Content starts
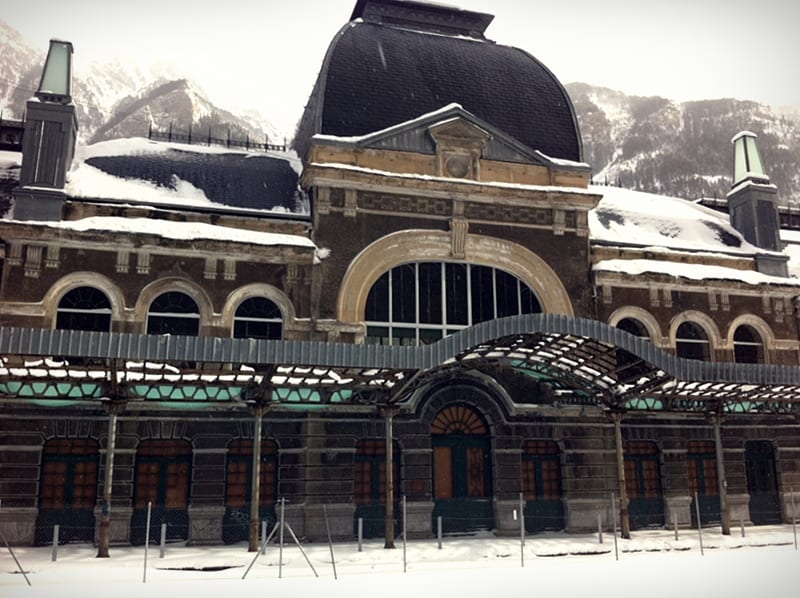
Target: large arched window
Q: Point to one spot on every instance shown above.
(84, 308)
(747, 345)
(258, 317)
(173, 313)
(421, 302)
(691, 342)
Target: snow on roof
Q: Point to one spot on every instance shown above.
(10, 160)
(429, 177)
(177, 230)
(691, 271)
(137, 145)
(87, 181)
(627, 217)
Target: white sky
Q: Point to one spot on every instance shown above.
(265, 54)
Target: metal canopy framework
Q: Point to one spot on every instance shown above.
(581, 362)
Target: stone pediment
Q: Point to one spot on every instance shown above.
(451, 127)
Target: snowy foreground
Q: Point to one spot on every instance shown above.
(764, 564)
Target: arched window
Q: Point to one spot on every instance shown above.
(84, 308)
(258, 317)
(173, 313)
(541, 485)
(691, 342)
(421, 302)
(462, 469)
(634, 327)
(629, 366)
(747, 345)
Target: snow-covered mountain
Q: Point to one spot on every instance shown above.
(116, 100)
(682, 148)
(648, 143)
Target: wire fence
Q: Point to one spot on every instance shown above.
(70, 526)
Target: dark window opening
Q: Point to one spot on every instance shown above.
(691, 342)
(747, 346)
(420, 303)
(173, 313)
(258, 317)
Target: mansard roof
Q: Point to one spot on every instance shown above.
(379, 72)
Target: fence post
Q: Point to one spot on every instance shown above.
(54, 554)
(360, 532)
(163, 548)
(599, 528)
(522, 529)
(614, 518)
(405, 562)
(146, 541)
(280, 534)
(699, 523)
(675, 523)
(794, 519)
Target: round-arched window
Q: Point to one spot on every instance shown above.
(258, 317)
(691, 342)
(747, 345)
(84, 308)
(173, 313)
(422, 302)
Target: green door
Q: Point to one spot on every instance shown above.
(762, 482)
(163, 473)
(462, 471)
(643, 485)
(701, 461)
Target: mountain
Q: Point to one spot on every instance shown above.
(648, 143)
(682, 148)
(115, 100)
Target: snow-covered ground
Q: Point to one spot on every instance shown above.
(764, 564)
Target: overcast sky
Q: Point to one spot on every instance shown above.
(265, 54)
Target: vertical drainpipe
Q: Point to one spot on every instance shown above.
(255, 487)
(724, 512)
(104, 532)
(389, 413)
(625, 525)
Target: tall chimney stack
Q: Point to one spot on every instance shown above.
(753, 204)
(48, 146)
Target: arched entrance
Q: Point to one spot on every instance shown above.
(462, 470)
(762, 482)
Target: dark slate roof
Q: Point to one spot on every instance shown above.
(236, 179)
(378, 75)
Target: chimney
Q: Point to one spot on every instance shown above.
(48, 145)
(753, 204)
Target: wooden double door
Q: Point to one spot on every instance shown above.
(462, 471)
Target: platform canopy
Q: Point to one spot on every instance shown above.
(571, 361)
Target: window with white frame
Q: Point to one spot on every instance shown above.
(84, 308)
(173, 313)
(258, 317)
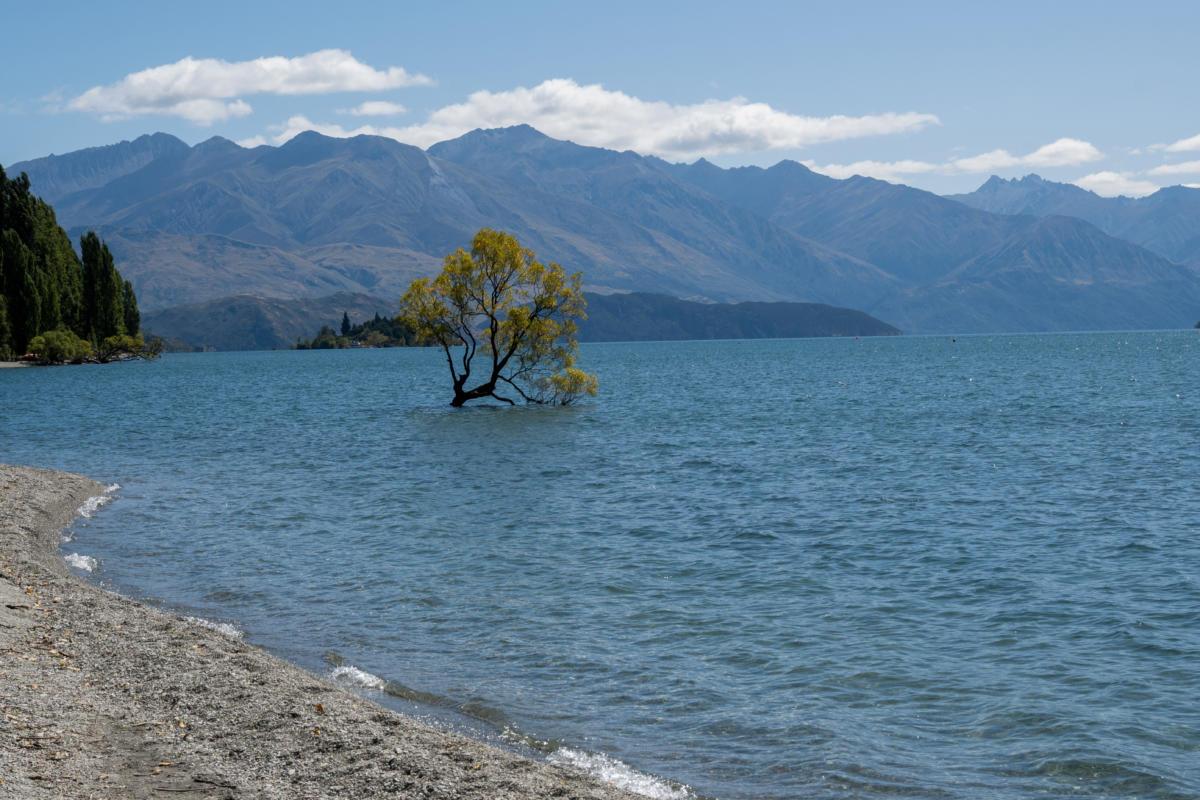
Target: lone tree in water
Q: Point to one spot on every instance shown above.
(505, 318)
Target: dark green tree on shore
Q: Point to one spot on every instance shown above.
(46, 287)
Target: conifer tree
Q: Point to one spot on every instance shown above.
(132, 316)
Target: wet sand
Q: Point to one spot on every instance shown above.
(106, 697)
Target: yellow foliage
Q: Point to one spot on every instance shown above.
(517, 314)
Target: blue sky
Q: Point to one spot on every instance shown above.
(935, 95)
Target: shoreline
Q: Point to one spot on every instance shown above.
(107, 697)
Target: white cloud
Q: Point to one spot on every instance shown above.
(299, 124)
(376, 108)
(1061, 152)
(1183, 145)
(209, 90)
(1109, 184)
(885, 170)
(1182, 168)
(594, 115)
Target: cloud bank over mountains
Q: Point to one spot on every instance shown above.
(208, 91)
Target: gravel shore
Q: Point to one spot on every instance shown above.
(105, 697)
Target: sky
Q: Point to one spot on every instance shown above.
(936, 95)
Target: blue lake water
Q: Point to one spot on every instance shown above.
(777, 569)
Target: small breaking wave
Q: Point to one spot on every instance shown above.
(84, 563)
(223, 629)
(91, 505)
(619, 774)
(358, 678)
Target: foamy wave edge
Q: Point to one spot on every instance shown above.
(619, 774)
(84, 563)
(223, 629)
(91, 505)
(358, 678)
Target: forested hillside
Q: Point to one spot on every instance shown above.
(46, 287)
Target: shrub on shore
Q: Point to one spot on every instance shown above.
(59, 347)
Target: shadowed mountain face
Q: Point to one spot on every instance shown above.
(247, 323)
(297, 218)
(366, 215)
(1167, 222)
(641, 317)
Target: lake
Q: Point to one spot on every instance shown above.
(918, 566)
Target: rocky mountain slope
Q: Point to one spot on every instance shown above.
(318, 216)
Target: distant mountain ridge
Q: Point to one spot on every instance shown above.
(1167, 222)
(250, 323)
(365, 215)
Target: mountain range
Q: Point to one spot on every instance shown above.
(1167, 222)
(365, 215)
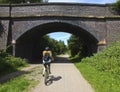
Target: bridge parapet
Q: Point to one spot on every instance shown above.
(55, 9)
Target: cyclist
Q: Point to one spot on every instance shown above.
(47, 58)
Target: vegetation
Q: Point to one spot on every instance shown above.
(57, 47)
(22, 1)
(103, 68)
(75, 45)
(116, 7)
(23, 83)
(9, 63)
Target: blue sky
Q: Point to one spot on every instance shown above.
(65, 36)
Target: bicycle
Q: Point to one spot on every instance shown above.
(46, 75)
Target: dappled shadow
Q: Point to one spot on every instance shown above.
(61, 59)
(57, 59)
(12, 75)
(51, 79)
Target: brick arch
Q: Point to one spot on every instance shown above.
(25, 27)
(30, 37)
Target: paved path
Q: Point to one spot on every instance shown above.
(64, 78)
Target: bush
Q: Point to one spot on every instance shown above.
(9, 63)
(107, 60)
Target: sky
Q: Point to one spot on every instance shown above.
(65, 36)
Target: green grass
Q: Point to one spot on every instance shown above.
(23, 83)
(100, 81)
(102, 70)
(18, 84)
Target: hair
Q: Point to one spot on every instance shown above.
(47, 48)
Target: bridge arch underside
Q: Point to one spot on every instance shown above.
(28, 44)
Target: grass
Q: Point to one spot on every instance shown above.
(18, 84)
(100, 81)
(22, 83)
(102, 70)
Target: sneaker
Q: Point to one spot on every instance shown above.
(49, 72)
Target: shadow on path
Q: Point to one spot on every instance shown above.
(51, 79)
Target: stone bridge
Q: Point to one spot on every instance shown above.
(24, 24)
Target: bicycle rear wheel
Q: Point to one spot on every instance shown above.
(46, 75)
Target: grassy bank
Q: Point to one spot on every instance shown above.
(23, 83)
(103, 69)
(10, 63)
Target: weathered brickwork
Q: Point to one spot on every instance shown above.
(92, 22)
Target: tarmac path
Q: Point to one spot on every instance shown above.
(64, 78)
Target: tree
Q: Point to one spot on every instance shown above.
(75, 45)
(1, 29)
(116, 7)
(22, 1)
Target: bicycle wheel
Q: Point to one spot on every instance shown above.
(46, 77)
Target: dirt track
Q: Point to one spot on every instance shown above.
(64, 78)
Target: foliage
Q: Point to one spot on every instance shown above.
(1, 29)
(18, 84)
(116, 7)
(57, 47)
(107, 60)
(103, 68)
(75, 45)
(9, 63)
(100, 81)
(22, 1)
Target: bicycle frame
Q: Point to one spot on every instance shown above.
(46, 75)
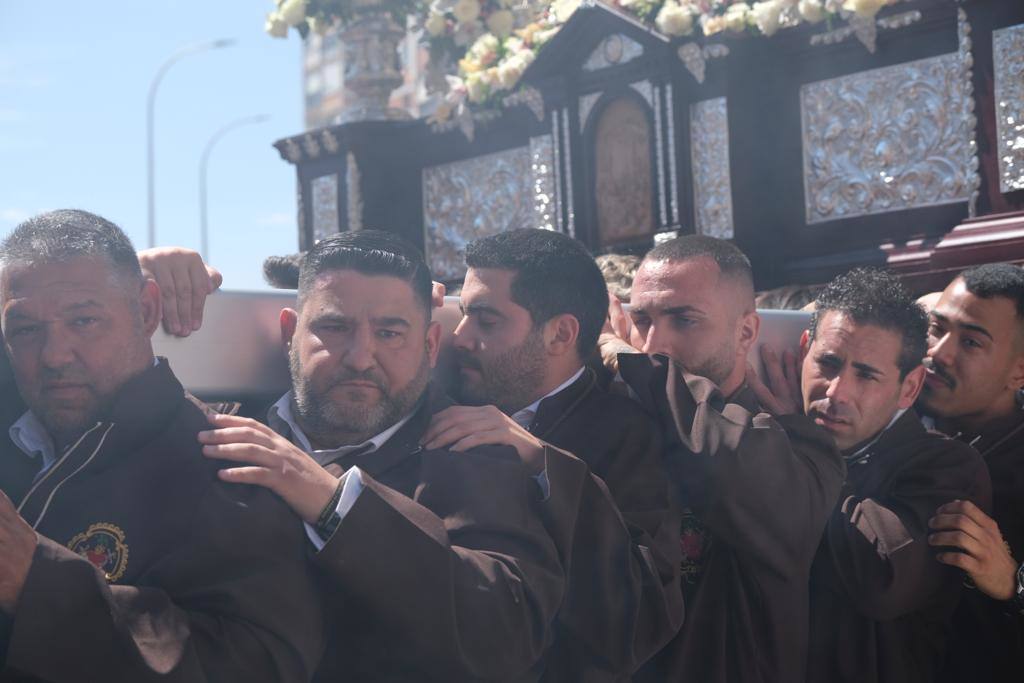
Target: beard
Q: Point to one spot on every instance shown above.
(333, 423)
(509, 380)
Content ends
Content starts
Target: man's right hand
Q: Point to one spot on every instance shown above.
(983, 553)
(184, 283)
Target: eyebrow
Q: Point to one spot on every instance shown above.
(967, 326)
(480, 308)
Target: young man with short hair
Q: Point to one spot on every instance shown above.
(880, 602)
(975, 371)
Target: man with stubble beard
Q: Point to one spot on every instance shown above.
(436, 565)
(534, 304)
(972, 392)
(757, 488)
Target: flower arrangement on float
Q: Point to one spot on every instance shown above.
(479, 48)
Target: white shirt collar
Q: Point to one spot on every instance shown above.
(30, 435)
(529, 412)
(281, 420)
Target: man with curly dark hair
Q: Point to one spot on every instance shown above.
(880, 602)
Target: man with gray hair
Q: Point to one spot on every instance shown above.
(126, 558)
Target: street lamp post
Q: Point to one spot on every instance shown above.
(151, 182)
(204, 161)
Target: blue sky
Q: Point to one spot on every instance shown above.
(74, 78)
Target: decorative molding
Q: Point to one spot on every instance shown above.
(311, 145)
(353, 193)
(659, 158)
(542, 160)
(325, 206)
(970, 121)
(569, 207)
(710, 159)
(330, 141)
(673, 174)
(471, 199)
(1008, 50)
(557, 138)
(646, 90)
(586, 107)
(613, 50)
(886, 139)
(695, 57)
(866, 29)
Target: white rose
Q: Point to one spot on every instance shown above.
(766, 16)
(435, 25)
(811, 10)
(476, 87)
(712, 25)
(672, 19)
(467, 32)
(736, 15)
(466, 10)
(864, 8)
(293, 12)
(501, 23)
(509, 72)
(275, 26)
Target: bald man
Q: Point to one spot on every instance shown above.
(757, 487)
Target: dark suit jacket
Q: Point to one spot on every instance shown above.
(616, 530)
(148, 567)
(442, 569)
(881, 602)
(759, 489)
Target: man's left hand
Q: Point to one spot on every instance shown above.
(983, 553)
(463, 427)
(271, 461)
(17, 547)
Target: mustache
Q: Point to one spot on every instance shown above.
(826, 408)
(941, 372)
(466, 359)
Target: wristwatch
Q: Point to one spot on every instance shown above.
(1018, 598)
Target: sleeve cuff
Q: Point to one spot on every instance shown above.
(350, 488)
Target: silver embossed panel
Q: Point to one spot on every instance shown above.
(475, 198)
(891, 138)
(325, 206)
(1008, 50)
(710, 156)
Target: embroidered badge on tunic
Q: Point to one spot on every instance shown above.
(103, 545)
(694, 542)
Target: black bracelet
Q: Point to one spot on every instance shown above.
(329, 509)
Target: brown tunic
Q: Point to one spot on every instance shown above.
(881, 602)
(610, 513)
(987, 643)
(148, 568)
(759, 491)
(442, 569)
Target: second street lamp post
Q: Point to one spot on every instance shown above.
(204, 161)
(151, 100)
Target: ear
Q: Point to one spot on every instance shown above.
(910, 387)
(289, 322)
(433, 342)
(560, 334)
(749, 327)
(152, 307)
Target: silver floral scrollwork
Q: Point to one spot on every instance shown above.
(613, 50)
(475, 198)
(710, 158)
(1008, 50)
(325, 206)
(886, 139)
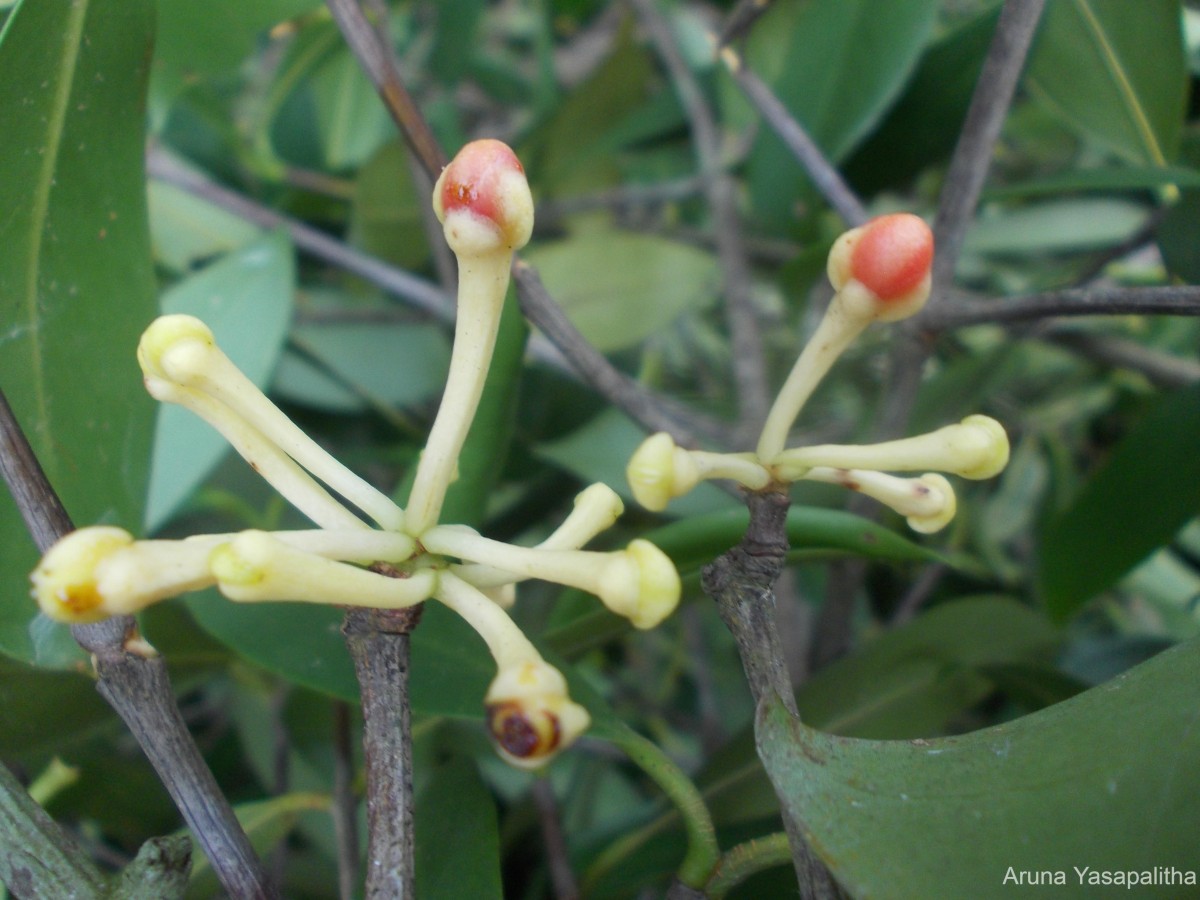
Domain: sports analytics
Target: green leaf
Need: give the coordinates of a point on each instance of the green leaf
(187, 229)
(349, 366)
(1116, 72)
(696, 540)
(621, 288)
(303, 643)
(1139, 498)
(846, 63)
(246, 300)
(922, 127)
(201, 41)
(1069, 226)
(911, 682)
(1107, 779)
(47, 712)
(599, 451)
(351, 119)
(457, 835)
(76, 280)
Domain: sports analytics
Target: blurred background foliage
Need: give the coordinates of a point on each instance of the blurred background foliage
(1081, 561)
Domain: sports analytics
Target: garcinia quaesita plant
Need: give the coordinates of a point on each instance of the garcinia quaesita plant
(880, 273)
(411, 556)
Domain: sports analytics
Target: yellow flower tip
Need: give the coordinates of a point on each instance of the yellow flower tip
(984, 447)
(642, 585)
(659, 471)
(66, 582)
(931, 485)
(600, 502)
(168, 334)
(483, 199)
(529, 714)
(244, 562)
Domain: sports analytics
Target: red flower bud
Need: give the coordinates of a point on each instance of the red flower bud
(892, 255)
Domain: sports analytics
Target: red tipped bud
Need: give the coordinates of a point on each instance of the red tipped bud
Content ends
■ **What the task requires**: Look through the material above for the string "bridge" and copy each line that has it.

■ **Answer section**:
Target: bridge parapet
Target: bridge arch underside
Target: stone bridge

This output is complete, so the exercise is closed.